# amsteel blue plow lift rope



## 850xp (Dec 3, 2011)

Newbie here, I am already having problems with my steel cable fraying, and it hasnt even snowed.
Anyone ordered from customsplice.com?
I see they have ropes listed for plowing, along with the aluminum fairleads.
http://www.customsplice.com/store/5/

here are the two items I am looking at getting.
1/4 x 10 foot amsteel blue - hoping he has it in a darker color
and a small fairlead.


----------



## irv (Oct 20, 2010)

i have ordered from blitzkreug products llc[blitzkrueg.com] its a husband and
wife who go out of their way for customer service.they are up around madison
wis. we rode up and found their house one sunday on the bike and she
even did some splicing that day for us.nice day trip.nice people and great
service.they did ebay back then too.would recommend them to anyone.
---irv toms


----------



## 850xp (Dec 3, 2011)

irv;1366364 said:


> i have ordered from blitzkreug products llc[blitzkrueg.com] its a husband and
> wife who go out of their way for customer service.they are up around madison
> wis. we rode up and found their house one sunday on the bike and she
> even did some splicing that day for us.nice day trip.nice people and great
> ...


I found his the owner of customsplice's cell number on pirate4x4.com and gave him a call, his wife answered and gave me the answers I needed. Good people, they even said they would get it shipped for me today.
I will try and get some pics shortly after I get it.


----------



## 850xp (Dec 3, 2011)

I got the gear in today, I need to go get pics but my battery is dead.
Here are the items I bought, I could not be happier!
Fairlead
Plow rope

Todd was very helpful tonight on the phone, took me 10-15 minutes to change out the wire and roller for the fairlead and rope.


----------



## 850xp (Dec 3, 2011)

All this precip, and no snow. If it only lowered about 10 degrees.


----------



## Antlerart06 (Feb 28, 2011)

I have 43 degree with rain past 2 days

Tell me how rope works been thinking doing that to mine my cable looks good I run a roller fairlead My atv is a 01 with same cable no breaks but the plow has got heavier from custom wings this yr


----------



## Custom Splice (Dec 9, 2009)

Antlerart06;1379019 said:


> I have 43 degree with rain past 2 days
> 
> Tell me how rope works been thinking doing that to mine my cable looks good I run a roller fairlead My atv is a 01 with same cable no breaks but the plow has got heavier from custom wings this yr


Hey guys, 850xp said I should respond to you guys.
The rope works much better in the cold than the steel, as it has no memory and will not bunch up on one side of the drum. 
I would highly suggest running 1/4 inch AmSteel if you do much plowing at all,
By converting to what we sell as a plow line you reduce the wear and tear on your winch, and your charging system.

* * * *

List the username of each person who posts in the plow rope thread above. The records after this point have no connection to the plow rope thread.

* * * *

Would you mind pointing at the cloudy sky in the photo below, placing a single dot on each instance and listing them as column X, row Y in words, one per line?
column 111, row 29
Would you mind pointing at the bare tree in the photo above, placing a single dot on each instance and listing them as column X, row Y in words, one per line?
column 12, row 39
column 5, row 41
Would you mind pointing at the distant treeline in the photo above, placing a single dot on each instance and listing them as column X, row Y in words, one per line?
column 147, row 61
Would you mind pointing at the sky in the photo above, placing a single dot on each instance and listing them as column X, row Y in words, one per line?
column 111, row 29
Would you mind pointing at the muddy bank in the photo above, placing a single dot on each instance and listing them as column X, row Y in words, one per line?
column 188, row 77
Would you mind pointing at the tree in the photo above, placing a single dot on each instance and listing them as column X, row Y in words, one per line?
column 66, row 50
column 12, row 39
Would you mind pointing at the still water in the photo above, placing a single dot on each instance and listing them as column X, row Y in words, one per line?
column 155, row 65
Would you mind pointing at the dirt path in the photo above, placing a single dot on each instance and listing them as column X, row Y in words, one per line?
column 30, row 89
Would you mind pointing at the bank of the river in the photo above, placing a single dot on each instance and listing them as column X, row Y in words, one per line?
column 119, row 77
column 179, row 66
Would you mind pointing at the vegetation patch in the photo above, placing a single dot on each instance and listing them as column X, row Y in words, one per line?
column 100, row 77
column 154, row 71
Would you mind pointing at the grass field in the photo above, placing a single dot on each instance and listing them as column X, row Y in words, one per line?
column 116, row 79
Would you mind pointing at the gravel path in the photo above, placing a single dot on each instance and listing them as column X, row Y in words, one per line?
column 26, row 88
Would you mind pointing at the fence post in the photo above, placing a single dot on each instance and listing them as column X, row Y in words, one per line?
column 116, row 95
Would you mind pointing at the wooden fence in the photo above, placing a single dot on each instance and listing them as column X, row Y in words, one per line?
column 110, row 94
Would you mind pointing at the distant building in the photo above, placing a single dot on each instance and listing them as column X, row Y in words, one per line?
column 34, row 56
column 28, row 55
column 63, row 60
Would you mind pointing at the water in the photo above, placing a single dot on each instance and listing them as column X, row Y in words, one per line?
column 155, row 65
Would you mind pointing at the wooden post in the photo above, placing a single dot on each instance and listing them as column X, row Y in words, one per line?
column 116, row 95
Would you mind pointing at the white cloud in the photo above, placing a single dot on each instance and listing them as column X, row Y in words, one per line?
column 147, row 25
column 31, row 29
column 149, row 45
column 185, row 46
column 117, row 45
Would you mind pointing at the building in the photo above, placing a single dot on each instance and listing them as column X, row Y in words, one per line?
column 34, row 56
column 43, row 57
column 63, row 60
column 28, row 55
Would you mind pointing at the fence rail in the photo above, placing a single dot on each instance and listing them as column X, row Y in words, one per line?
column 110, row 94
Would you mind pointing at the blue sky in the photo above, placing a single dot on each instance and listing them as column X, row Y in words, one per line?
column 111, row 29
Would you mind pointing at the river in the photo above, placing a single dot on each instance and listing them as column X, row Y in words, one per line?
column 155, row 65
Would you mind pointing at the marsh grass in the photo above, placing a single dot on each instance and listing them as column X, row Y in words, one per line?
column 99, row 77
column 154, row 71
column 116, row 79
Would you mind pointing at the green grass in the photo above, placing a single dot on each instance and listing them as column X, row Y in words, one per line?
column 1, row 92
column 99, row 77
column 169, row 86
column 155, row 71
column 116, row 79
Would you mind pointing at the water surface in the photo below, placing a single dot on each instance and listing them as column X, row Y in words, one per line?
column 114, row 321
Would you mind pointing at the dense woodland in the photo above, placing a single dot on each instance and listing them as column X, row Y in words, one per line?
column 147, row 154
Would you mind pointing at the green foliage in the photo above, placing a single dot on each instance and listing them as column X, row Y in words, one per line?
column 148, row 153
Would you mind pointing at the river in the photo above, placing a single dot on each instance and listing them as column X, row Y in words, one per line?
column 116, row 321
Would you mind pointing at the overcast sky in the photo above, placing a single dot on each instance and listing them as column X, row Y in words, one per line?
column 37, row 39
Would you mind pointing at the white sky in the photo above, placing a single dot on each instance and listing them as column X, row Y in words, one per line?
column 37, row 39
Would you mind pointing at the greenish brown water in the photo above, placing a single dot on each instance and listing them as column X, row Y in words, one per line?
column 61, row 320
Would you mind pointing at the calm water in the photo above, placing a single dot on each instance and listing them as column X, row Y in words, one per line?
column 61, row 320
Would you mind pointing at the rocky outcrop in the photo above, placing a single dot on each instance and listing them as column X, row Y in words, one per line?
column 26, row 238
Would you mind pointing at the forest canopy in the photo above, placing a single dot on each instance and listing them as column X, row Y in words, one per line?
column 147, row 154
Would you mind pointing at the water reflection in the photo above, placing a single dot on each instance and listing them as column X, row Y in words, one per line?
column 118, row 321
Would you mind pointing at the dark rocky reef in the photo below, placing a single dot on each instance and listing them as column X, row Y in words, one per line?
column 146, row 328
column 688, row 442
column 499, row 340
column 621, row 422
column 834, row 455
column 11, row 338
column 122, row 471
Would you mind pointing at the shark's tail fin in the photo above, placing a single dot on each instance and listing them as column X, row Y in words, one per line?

* * * *

TASK RESULT
850xp, irv, Antlerart06, Custom Splice